Selected excerpt
Lymphoma Biology—Non-Genetic Studies
Program: Oral and Poster Abstracts
Session: 622. Lymphoma Biology—Non-Genetic Studies: Poster II
Sunday, December 10, 2017, 6:00 PM-8:00 PM
Bldg A, Lvl 1, Hall A2 (Georgia World Congress Center)

Tanaya Shree, MD, PhD1, Sangeeta Kowli, PhD2*, Holden T. Maecker, PhD2* and Ronald Levy, MD1

1Department of Medicine, Division of Oncology, Stanford University Medical Center, Stanford, CA
2Department of Microbiology and Immunology, Stanford University School of Medicine, Stanford, CA

Background: Advances in lymphoma therapy have led to improved survival rates for both Hodgkin and Non-Hodgkin lymphoma patients. This has resulted in a large and ever increasing population of lymphoma survivors. Depending on their disease and treatment history, these patients are known to be at risk for late cardiopulmonary effects, endocrine abnormalities, second malignancies, and psychosocial sequelae. However, little is known about the immune health of lymphoma survivors. Lymphoma itself perturbs the immune system. Additionally, lymphoma patients receive many immune-modulating therapies, such as rituximab, B- and T-cell signaling inhibitors, and stem cell transplants. We hypothesize that these interventions produce detectable long-term immune alterations in lymphoma survivors.

Methods: To determine whether altered immune phenotypes are detectable in lymphoma survivors, we used mass cytometry by time of flight (CyTOF) to broadly profile peripheral blood mononuclear cells (PBMCs) of a homogenously treated population of 8 mantle cell lymphoma survivors and compared these to PBMCs from 9 age-matched healthy donors. The data was normalized and analyzed visually using manual gating and viSNE for dimensionality reduction and subsequently with the CITRUS algorithm for unbiased statistical comparisons.

(Saved entries)
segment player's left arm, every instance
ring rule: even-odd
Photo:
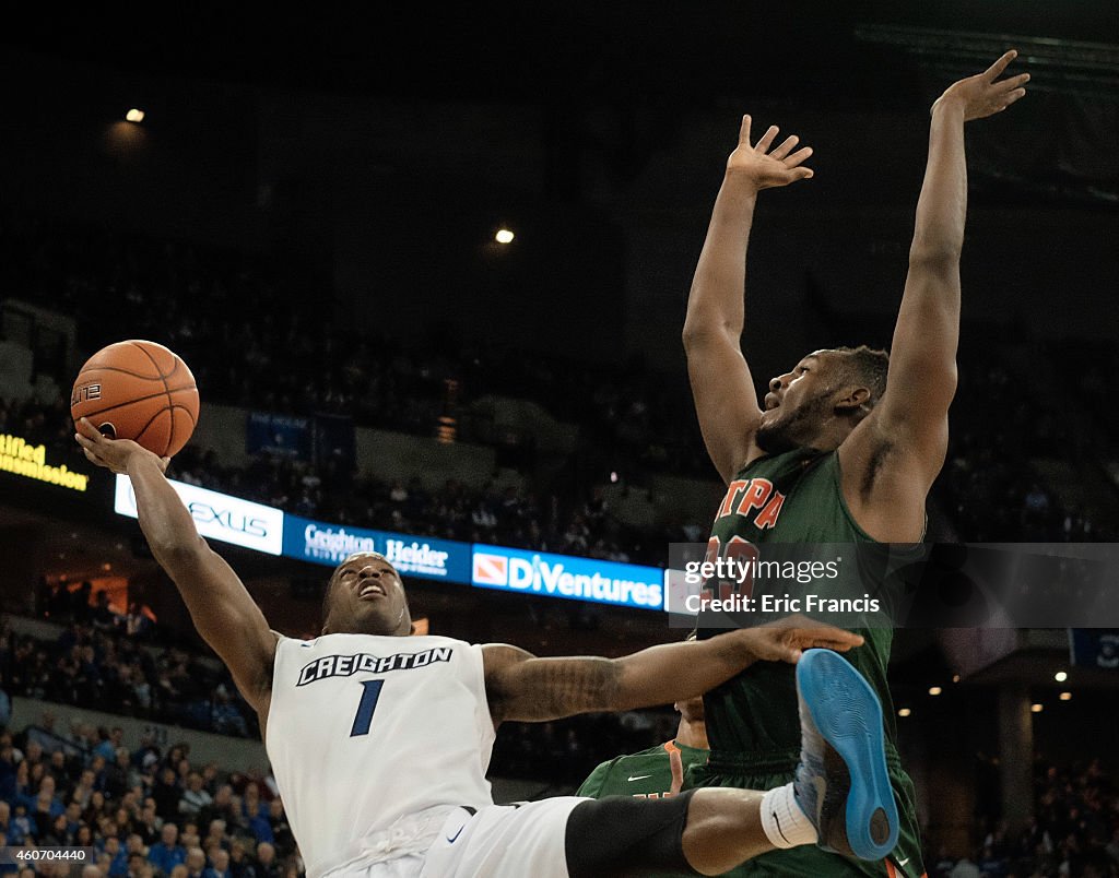
[[[839,446],[844,495],[872,537],[911,542],[948,451],[960,334],[960,252],[967,216],[963,125],[1025,94],[1028,74],[998,79],[1017,53],[961,79],[932,106],[909,274],[890,351],[886,390]]]
[[[504,643],[482,648],[495,725],[543,721],[683,701],[714,689],[755,661],[796,662],[802,650],[847,651],[863,638],[805,616],[709,640],[650,646],[620,659],[536,658]]]

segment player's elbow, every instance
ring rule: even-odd
[[[732,338],[737,338],[737,334],[727,321],[690,317],[684,321],[684,331],[680,333],[686,353],[695,353],[713,343],[725,344]]]
[[[943,274],[960,265],[960,247],[944,242],[914,240],[910,247],[910,268]]]
[[[197,535],[187,539],[149,539],[148,547],[159,566],[167,570],[168,575],[176,582],[197,570],[210,550],[209,546]]]

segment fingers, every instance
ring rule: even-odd
[[[1007,65],[1017,57],[1018,57],[1017,49],[1010,49],[1009,51],[1005,53],[1002,58],[999,58],[997,62],[990,65],[990,67],[988,67],[982,75],[986,77],[987,82],[989,83],[995,82],[995,79],[997,79],[1003,74],[1003,70],[1006,69]]]
[[[1012,76],[1009,79],[1003,79],[1002,82],[995,83],[999,88],[1010,89],[1021,88],[1023,85],[1029,82],[1029,74],[1023,73],[1017,76]]]
[[[788,138],[781,141],[780,147],[778,147],[775,150],[773,150],[773,152],[770,153],[770,157],[783,161],[784,157],[788,155],[790,152],[792,152],[792,148],[796,147],[798,143],[800,143],[800,138],[798,138],[796,134],[790,134]]]
[[[739,145],[750,145],[750,116],[742,117],[742,128],[739,129]]]
[[[761,152],[763,154],[769,152],[769,148],[773,145],[773,141],[780,130],[781,129],[777,125],[770,125],[769,130],[762,134],[761,140],[759,140],[758,144],[754,147],[754,152]]]
[[[105,442],[105,437],[101,434],[93,424],[90,423],[90,418],[83,417],[78,418],[77,423],[74,424],[78,434],[85,436],[86,438],[93,440],[94,442]]]
[[[784,167],[786,168],[796,168],[802,161],[805,161],[806,159],[808,159],[811,154],[812,154],[812,148],[811,147],[805,147],[801,150],[797,150],[794,153],[792,153],[792,155],[790,155],[788,159],[784,160]]]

Problems to work on
**A.** According to the lymphoma survivors abstract, which late health problems are lymphoma patients known to be at risk for?
**B.** Return the part of the lymphoma survivors abstract starting at "Background: Advances in" and ending at "in lymphoma survivors.", copied word for word.

Exercise solutions
**A.** Late cardiopulmonary effects, endocrine abnormalities, second malignancies, and psychosocial sequelae.

**B.**
Background: Advances in lymphoma therapy have led to improved survival rates for both Hodgkin and Non-Hodgkin lymphoma patients. This has resulted in a large and ever increasing population of lymphoma survivors. Depending on their disease and treatment history, these patients are known to be at risk for late cardiopulmonary effects, endocrine abnormalities, second malignancies, and psychosocial sequelae. However, little is known about the immune health of lymphoma survivors. Lymphoma itself perturbs the immune system. Additionally, lymphoma patients receive many immune-modulating therapies, such as rituximab, B- and T-cell signaling inhibitors, and stem cell transplants. We hypothesize that these interventions produce detectable long-term immune alterations in lymphoma survivors.